PASSAGE FOR REVIEW |
*** Begin section ***
Warfarin-induced impairment of cortical bone material quality and compensatory adaptation of cortical bone structure to mechanical stimuli.

Long-term warfarin use has been reported to increase fracture risk of rib and vertebra but not hip in elderly patients, but the mechanisms remain unknown. We hypothesized that warfarin would impair bone material quality but could not weaken bone strength under conditions with higher mechanical stimuli. To test this hypothesis, rats were randomized to vehicle or warfarin group at 4 weeks of age and subsequently weight matched into a sedentary or jumping exercise group at 12 weeks of age. At 6 months of age, osteocalcin content, bone mineral density (BMD), mineral size, material properties, morphological parameters, and biomechanical properties of cortical bones were evaluated. In order to seek evidence for a common mechanism of action, effects of nucleation rate of mineral crystals on their rigidity were also investigated using computer simulation. In humeral cortical bones, warfarin did not change BMD, but markedly decreased osteocalcin content, diminished mineral size, and impaired material hardness. Consistent with these results, our computer-simulation model showed that osteocalcin-induced delay of mineral crystal nucleation decreased mineral formation rate, increased mean and distribution of mineral sizes, and strengthened mineral rigidity. In tibial cortical bones, warfarin decreased material ultimate stress; however, under jumping exercise, warfarin increased cross-sectional total and bone areas of these tibiae and completely maintained their biomechanical properties including work to failure. Collectively, our findings suggest that long-term warfarin therapy weakens rib and vertebra by impairing cortical bone material quality due to a marked decrease in osteocalcin content but could not reduce hip strength through compensatory adaptation of cortical bone structure to higher mechanical stimuli.
*** End section ***
TASK DESCRIPTION | Reproduce the passage on warfarin and cortical bone word for word, in full.

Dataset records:
*** Begin section ***
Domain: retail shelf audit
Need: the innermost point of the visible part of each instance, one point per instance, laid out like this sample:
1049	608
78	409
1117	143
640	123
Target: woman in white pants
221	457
*** End section ***
*** Begin section ***
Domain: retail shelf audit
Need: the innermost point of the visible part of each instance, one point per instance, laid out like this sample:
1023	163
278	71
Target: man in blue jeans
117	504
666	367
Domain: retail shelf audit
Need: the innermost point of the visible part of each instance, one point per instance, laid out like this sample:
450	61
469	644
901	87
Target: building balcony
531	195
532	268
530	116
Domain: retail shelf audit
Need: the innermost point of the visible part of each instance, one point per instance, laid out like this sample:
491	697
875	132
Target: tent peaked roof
*** End section ***
SOLVED PROBLEM |
Warfarin-induced impairment of cortical bone material quality and compensatory adaptation of cortical bone structure to mechanical stimuli.

Long-term warfarin use has been reported to increase fracture risk of rib and vertebra but not hip in elderly patients, but the mechanisms remain unknown. We hypothesized that warfarin would impair bone material quality but could not weaken bone strength under conditions with higher mechanical stimuli. To test this hypothesis, rats were randomized to vehicle or warfarin group at 4 weeks of age and subsequently weight matched into a sedentary or jumping exercise group at 12 weeks of age. At 6 months of age, osteocalcin content, bone mineral density (BMD), mineral size, material properties, morphological parameters, and biomechanical properties of cortical bones were evaluated. In order to seek evidence for a common mechanism of action, effects of nucleation rate of mineral crystals on their rigidity were also investigated using computer simulation. In humeral cortical bones, warfarin did not change BMD, but markedly decreased osteocalcin content, diminished mineral size, and impaired material hardness. Consistent with these results, our computer-simulation model showed that osteocalcin-induced delay of mineral crystal nucleation decreased mineral formation rate, increased mean and distribution of mineral sizes, and strengthened mineral rigidity. In tibial cortical bones, warfarin decreased material ultimate stress; however, under jumping exercise, warfarin increased cross-sectional total and bone areas of these tibiae and completely maintained their biomechanical properties including work to failure. Collectively, our findings suggest that long-term warfarin therapy weakens rib and vertebra by impairing cortical bone material quality due to a marked decrease in osteocalcin content but could not reduce hip strength through compensatory adaptation of cortical bone structure to higher mechanical stimuli.